| Brief 1 |
Put the lines of the records into a Markdown table with the columns Number and Entry, one row per line and blank lines left out. Begin at the line that has "query: the noun phrase to segment: trimmed" and stop after the last line of the records.

[Begin Source excerpt]

SYNOPSIS:
“Professor Moriarity has a scheme for stealing the crown jewels from the Tower of London. To get Holmes involved, he persuades a gaucho flute player to murder a girl.” (courtesy IMDB)
REVIEW:
The Hound Of The Baskervilles (1939), based on the novel by Arthur Conan Doyle, was directed by Sidney Lanfield and produced by 20th Century Fox studios. Starring Basil Rathbone as the world’s greatest detective Sherlock Holmes and Nigel Bruce as his faithful biographer Doctor Watson, it’s probably the best-known cinematic adaptation of the book, and is regarded by many as one of the best of the Holmes films ever. For whatever motive millions of moviegoers had for going to see The Hound Of The Baskervilles, see it they did and made it one of the most successful films that year. The film was also a triumph for Rathbone. “He is the ideal selection for Holmes,” commented one critic and, although not all critics were convinced of this, the public were unanimous in applauding the Rathbone interpretation.
Because of the film’s success, 20th Century Fox hurried a sequel into production that very same year: The Adventures Of Sherlock Holmes (1939), and this time Rathbone and Bruce got the top billing they deserved. This new production was supposedly based on the William Gillette stage play, but the final product bears little resemblance to it, nor to the two other previous films which had supposedly used the play as their source. Screenplay writers Edwin Blum and William Drake added much new material and rejected a lot including (thank goodness) Holmes’ romantic entanglement. The main similarity between this film and the play was the high-pitched battle of wits between Holmes and Professor Moriarty (George Zucco).

[End Source excerpt]

| Brief 2 |
Answer from the Sherlock Holmes film review:
(a) Who directed The Hound Of The Baskervilles (1939)?
(b) Which two screenplay writers worked on The Adventures Of Sherlock Holmes (1939)?
(c) Which actor played Professor Moriarty?

[Begin Dataset]

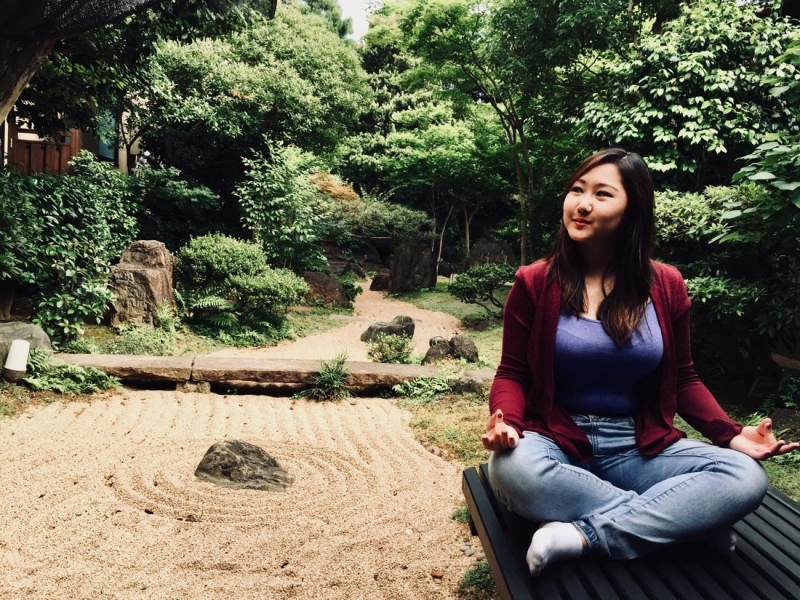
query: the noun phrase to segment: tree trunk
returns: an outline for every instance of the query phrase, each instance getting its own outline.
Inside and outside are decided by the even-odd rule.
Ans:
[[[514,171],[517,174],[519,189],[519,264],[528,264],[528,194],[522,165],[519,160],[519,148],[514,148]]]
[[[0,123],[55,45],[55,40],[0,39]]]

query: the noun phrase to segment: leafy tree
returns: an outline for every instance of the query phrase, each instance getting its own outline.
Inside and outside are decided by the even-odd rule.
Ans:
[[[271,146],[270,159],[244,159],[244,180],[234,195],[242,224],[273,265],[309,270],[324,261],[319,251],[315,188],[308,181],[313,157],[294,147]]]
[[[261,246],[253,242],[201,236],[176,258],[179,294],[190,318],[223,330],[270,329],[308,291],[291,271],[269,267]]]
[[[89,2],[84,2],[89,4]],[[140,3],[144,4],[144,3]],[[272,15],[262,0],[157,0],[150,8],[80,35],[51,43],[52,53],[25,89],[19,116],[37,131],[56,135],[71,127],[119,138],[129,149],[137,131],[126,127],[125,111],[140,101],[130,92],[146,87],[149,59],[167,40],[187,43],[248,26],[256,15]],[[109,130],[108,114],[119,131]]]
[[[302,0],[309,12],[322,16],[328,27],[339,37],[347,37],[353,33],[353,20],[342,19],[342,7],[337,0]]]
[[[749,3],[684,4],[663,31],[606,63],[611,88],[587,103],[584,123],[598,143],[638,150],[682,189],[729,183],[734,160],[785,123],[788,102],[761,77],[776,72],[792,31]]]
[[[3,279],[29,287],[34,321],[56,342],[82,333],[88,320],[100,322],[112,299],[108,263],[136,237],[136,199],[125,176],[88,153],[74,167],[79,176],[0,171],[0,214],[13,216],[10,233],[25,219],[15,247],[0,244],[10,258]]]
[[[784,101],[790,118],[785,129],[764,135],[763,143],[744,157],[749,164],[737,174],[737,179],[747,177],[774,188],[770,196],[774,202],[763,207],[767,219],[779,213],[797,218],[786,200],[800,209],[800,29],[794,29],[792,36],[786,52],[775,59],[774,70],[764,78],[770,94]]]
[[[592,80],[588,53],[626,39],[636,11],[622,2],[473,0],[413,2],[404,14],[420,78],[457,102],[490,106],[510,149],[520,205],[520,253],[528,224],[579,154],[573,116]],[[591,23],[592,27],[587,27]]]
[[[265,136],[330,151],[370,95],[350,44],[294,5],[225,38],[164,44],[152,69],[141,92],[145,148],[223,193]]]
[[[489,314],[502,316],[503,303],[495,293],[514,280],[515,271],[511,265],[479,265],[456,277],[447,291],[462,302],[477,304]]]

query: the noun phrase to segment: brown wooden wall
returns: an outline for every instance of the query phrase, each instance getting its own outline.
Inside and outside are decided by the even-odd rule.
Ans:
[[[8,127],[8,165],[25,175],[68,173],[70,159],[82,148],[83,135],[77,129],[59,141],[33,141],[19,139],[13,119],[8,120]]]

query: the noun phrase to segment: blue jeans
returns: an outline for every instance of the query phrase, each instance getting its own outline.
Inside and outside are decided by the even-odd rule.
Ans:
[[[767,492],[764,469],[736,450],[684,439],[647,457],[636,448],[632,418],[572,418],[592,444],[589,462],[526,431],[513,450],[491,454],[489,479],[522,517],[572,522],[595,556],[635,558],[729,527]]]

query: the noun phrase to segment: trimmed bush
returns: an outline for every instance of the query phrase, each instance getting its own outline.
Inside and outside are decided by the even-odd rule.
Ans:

[End Dataset]

| Task solution 1 |
| Number | Entry |
|---|---|
| 1 | query: the noun phrase to segment: trimmed bush |
| 2 | returns: an outline for every instance of the query phrase, each instance getting its own outline. |
| 3 | Inside and outside are decided by the even-odd rule. |
| 4 | Ans: |

| Task solution 2 |
(a) Sidney Lanfield
(b) Edwin Blum and William Drake
(c) George Zucco